[The task] In the thread about the Ventrac 3400Y PTO problem, what did the dealer say the clutch might need?

[Page]
******

# Ventrack 3400Y PTO problems



## LoftusEng (Nov 9, 2014)

I have a ventrac 3400Y with the sweeper attachement.
When I enage the PTO, sometimes it works and sometimes it does not.
most of the time it comes on for a few seconds then turns off.
It does it if the parking brake is on or off. the seat sensor works as designed.
any ideas?

thanks,

Kevin


----------



## sublime68charge (Dec 28, 2007)

Electric or Manual PTO?

if Electric check the ground?

just ideas off the Hip?


----------



## LoftusEng (Nov 9, 2014)

It is electrical clutch. Dealer says the clutch might need to be adjusted.
anyone every adjusted the clutch before?


----------



## Mr.Markus (Jan 7, 2010)

I don’t know ventrac very well, does it have a magnetic push button or lever engagement?
If so try blowing it out with compressed air, I used to have a JD lawn mower that the connections would dust up on and cause the same intermittent problem.


----------



## LoftusEng (Nov 9, 2014)

its electrical. if I disconnect the clutch and apply 12v to it. it works.
anyone figured out how to get the PTO switch? I can't figure out how to get to the under side of it.


----------

******

[Dataset excerpt]
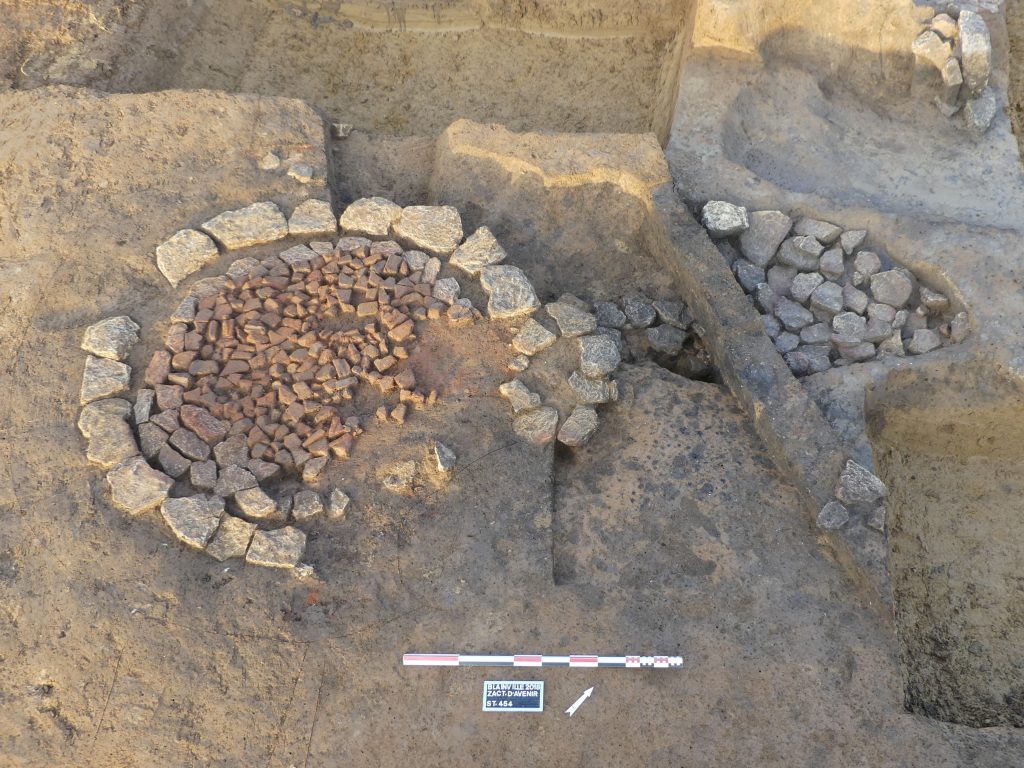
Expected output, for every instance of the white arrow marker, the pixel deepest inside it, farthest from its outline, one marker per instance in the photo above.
(576, 705)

******

[Exercise result] An adjustment.